Below, find the line containing "like x=598, y=163." and the line containing "like x=251, y=218."; reproduce exactly those two and every line between them, omitting pictures.

===============

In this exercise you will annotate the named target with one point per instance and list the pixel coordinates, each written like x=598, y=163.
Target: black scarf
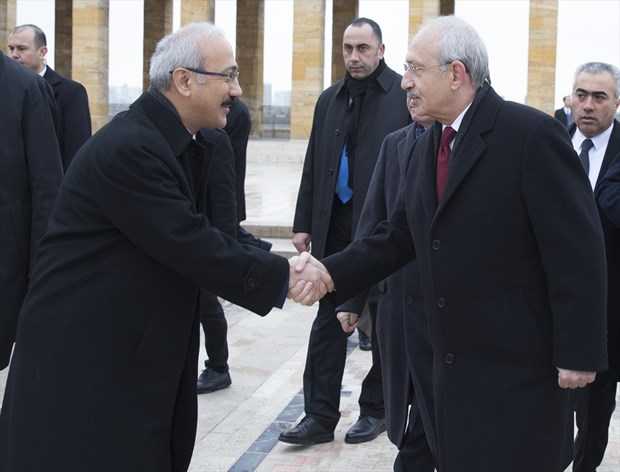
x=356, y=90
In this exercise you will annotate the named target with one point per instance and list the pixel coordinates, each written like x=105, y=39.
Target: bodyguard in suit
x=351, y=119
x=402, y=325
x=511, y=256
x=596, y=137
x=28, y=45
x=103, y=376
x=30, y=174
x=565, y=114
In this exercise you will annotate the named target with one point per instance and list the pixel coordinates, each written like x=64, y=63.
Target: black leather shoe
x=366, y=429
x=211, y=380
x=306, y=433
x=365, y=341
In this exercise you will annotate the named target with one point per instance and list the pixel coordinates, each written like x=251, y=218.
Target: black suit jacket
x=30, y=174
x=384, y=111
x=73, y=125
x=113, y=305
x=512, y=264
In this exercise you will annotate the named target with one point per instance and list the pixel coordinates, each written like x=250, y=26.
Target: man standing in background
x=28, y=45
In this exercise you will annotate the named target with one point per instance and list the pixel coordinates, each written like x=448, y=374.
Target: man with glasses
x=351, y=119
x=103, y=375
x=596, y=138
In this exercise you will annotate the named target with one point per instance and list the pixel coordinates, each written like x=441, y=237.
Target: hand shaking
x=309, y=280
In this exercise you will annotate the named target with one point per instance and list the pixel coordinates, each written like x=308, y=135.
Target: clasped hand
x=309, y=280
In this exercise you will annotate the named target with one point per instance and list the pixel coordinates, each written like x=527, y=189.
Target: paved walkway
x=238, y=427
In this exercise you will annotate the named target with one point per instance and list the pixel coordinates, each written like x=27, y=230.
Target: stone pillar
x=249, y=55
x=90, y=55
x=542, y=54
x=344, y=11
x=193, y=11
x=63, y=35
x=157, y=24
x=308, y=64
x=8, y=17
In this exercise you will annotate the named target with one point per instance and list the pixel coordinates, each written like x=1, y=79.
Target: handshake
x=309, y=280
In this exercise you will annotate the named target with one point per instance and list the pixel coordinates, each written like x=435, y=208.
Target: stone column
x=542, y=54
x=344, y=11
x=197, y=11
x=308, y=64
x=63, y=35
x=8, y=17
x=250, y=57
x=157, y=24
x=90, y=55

===============

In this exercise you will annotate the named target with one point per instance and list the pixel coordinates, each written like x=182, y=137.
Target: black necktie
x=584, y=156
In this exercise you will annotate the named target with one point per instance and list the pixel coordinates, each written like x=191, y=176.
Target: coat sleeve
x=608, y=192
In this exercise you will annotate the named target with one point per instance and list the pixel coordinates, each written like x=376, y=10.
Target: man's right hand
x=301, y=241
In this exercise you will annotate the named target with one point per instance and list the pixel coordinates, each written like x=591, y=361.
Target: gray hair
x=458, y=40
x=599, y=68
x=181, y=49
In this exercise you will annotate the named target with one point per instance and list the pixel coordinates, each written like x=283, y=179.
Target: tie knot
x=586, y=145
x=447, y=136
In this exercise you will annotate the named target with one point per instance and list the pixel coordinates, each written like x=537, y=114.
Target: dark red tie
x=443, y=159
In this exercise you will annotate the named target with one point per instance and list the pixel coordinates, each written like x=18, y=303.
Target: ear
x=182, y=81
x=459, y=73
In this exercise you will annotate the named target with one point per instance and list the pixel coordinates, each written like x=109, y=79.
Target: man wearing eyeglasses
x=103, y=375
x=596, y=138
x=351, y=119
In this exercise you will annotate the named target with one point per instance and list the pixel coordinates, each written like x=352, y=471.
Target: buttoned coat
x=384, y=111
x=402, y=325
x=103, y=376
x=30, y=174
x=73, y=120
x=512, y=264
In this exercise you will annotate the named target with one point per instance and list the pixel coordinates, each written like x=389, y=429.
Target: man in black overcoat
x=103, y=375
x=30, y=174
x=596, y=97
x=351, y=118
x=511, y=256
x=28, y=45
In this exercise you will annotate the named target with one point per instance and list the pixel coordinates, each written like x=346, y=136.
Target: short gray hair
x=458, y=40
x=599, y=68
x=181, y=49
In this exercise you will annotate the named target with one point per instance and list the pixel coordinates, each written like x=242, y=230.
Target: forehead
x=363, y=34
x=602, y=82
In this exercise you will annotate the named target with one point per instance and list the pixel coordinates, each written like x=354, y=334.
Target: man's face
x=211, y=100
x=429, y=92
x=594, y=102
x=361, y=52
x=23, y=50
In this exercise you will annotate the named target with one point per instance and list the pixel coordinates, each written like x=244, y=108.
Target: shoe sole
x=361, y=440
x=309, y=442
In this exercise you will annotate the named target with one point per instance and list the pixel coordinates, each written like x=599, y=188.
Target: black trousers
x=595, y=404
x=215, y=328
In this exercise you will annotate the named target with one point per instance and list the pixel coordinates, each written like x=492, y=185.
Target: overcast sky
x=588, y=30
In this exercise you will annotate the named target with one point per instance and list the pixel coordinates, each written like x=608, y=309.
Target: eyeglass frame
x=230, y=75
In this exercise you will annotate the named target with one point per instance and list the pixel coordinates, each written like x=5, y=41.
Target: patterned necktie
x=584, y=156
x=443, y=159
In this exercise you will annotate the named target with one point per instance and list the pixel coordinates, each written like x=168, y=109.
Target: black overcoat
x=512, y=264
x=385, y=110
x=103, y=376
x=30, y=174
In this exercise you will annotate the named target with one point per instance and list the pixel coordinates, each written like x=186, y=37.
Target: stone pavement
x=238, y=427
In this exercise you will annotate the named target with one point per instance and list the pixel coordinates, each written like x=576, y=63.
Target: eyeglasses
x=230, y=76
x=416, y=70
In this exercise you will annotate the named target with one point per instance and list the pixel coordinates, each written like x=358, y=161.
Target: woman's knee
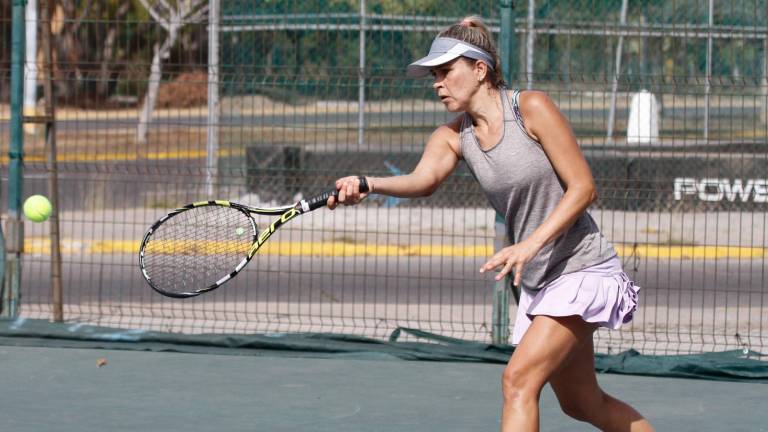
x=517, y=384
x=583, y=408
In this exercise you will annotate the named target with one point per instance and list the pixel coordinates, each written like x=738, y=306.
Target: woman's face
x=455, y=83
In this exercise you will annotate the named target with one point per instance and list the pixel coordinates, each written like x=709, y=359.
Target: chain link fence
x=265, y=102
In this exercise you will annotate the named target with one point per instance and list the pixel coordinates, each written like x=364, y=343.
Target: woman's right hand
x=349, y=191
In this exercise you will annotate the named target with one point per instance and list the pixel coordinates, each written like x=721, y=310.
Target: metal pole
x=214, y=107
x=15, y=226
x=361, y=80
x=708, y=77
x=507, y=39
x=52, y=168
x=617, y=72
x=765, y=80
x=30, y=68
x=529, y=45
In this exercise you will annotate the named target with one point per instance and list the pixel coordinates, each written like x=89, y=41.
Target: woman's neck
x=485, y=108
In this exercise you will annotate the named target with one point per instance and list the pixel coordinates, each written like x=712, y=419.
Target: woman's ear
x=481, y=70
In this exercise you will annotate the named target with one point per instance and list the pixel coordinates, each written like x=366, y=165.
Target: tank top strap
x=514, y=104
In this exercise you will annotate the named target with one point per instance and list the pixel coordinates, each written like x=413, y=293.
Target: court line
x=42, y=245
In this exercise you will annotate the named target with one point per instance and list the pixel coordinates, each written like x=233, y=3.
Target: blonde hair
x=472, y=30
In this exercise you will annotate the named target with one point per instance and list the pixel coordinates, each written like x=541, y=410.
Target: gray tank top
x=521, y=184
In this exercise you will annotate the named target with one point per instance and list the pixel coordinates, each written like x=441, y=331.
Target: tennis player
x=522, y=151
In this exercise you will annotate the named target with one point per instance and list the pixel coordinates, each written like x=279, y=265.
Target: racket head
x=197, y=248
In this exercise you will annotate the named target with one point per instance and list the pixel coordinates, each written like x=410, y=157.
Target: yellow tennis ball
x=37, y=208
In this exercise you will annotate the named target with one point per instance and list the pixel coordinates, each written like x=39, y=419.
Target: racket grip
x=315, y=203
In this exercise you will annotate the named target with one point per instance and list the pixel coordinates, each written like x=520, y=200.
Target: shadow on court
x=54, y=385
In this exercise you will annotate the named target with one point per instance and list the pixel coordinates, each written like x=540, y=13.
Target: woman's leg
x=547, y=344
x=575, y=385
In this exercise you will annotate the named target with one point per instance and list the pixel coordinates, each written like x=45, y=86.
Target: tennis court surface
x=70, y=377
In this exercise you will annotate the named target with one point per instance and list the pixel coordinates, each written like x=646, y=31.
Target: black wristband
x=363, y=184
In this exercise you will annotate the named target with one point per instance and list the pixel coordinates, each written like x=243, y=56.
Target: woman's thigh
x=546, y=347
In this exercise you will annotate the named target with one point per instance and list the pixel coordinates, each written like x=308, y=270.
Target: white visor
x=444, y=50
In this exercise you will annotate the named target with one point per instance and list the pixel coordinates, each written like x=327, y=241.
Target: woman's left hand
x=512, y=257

===============

* Response:
In this exercise you will annotate the named target with one point per instance and list the pixel coordinates, each written like x=598, y=163.
Target: black scarf
x=356, y=90
In this exercise you will annotate the named target with one point per instance and list the pixel coordinates, each written like x=105, y=39.
Target: bodyguard in suit
x=351, y=119
x=402, y=325
x=511, y=256
x=596, y=137
x=28, y=45
x=103, y=376
x=30, y=174
x=565, y=114
In this exercise you will annotate the named target with one point per instance and list the pixel coordinates, each written like x=64, y=63.
Target: black leather shoe
x=366, y=429
x=211, y=380
x=306, y=433
x=365, y=341
In this exercise you will annotate the named target with one point per instance and list the pixel coordinates, each written like x=251, y=218.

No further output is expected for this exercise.